* SELECTED PASSAGE
*** Begin section ***
An initial examination of the [objections] when delivered from the Minister's Vancouver office revealed the grounds of objection could be reasonably identified and categorized under some 21 heads, the accuracy of which was substantially confirmed in Nanaimo. This permitted an expanded use of this database. With the exception of the vertical column headed Group 1-4 it is the basis for the remainder of the headings of the vertical columns in the tables (Respondent's Record, Affidavit of Theresa Johannsen, p.26).

[68]            Thus, with respect to some 3,000 objections filed, the Hearing Officer and his staff reviewed the objections and categorized them into 21 heads of objection as follows:

1     Nuclear submarines / weapons in BC waters

2     Misuse of expropriation power by federal government

3     Environmental damage caused by using area as a test range

4     Danger of nuclear accident

5     Concerns for Canadian sovereignty

6     Violation of World Court ruling / International law regarding nuclear weapons

7     General objection

8     Questions proposition that there is a need for nuclear weapons

9     U.S. should test in their own waters

10 Interference with right of free passage

11 Trespass on rights of / failure to consult First Nations people

12 Possibility that area will become a military target

13 Lack of economic compensation for expropriation / Chilean submarine

14 Less than full disclosure of purpose of the expropriation

15 Too expensive to keep range open

16 Concerns re adverse impact on tourism

17 More appropriate test sites

18 Nanoose Bay is listed by US as an American base

19 Negative effect on property value


20 Threat of US aggression against Canada

21 US is the only country that has invaded us in the last 220 years

[69]            The Hearing Officer states that the formulation of these heads provides the means by which a quantitative analysis may be made of the grounds of objection (Respondent's Record, Affidavit of Theresa Johannsen, p.11). The Addenda provides both a pre-hearing and post-hearing analysis of the number of objections that fall under each of the heads of objection.

b. the group characteristics

[70]            The Hearing Officer states in the Addenda that:

I found it relevant to my assessment of the nature and grounds of the objections of each individual (or, in a few instances, an organisation) to understand in some measure the linkage amongst the objectors. This was one of the purposes I attempted to reflect in the grouping (Respondent's Record, Affidavit of Theresa Johannsen, p.32).

[71]            Thus, the Hearing Officer developed and applied the following "group characteristics" analysis to the objections received:

The groups I formulated are four in number. No recommendation is intended or implied. I believe my analysis provides a reasonably consistent basis for the particular group I have allocated to each objector. The characteristics are as follows:

Group 1 Characteristics

1. Opposition to use of ranges by U.S. nuclear powered submarines was manifested before current dispute arose between Canada and British Columbia over lease renewal terms.

2. Has played an active, high profile leadership role in organized opposition to the existence of the Base.

3. Active to this end at all levels - community, province, Canada.


4. Opposition characterized by a disbelief in statements from U.S. and Canadian military sources minimizing danger of nuclear use, both for propulsion and for weapons.

5. Likely to express belief in the power and dominance of U.S. military in promoting the continued use of the Base in its alliance with the defence industry in that country and to a lesser extent in Canada.

Group 2 Characteristics

1. Opposition to use of ranges by U.S. nuclear powered submarines most likely manifested before current dispute arose between Canada and British Columbia over lease renewal terms.
*** End section ***
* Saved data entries
*** Begin section ***
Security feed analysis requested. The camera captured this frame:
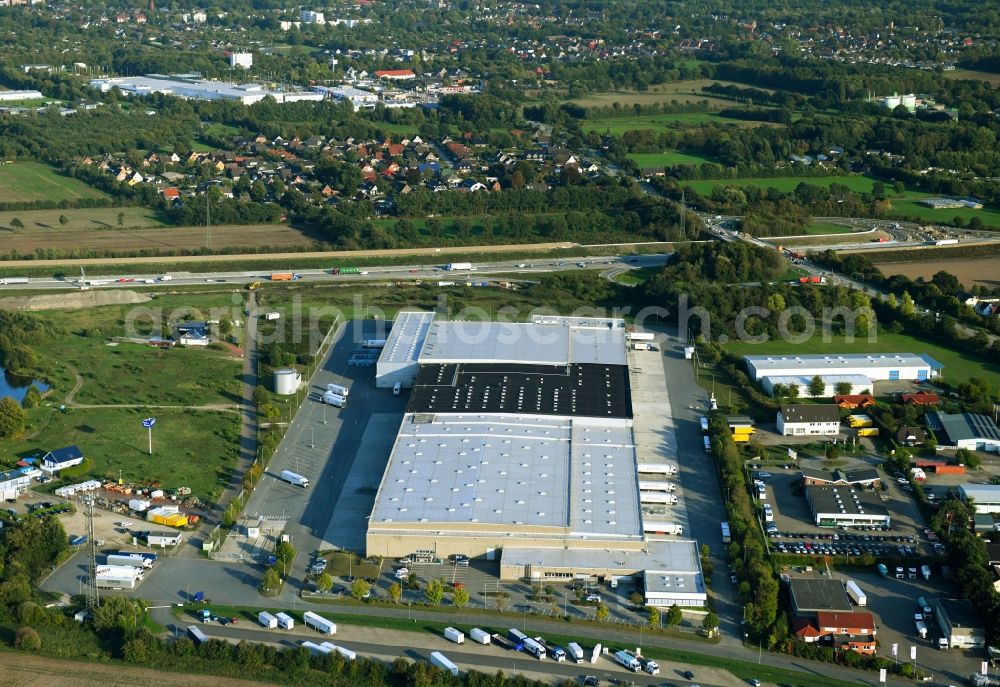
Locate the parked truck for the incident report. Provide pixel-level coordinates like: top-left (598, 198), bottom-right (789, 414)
top-left (469, 627), bottom-right (490, 644)
top-left (524, 637), bottom-right (548, 661)
top-left (322, 391), bottom-right (347, 408)
top-left (844, 580), bottom-right (868, 606)
top-left (490, 632), bottom-right (517, 651)
top-left (281, 470), bottom-right (309, 489)
top-left (107, 553), bottom-right (153, 570)
top-left (431, 651), bottom-right (458, 677)
top-left (507, 627), bottom-right (528, 651)
top-left (188, 625), bottom-right (208, 644)
top-left (615, 650), bottom-right (642, 673)
top-left (326, 384), bottom-right (351, 398)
*** End section ***
* TASK 1
List the five Group 1 characteristics given in the passage on the objections.
* TASK 2
Write out the part of the passage on the objections between "[69]            The" and "heads of objection.", inclusive.

* ANSWER BOX 1
1. Opposition to use of ranges by U.S. nuclear powered submarines was manifested before current dispute arose between Canada and British Columbia over lease renewal terms.
2. Has played an active, high profile leadership role in organized opposition to the existence of the Base.
3. Active to this end at all levels - community, province, Canada.
4. Opposition characterized by a disbelief in statements from U.S. and Canadian military sources minimizing danger of nuclear use, both for propulsion and for weapons.
5. Likely to express belief in the power and dominance of U.S. military in promoting the continued use of the Base in its alliance with the defence industry in that country and to a lesser extent in Canada.

* ANSWER BOX 2
[69]            The Hearing Officer states that the formulation of these heads provides the means by which a quantitative analysis may be made of the grounds of objection (Respondent's Record, Affidavit of Theresa Johannsen, p.11). The Addenda provides both a pre-hearing and post-hearing analysis of the number of objections that fall under each of the heads of objection.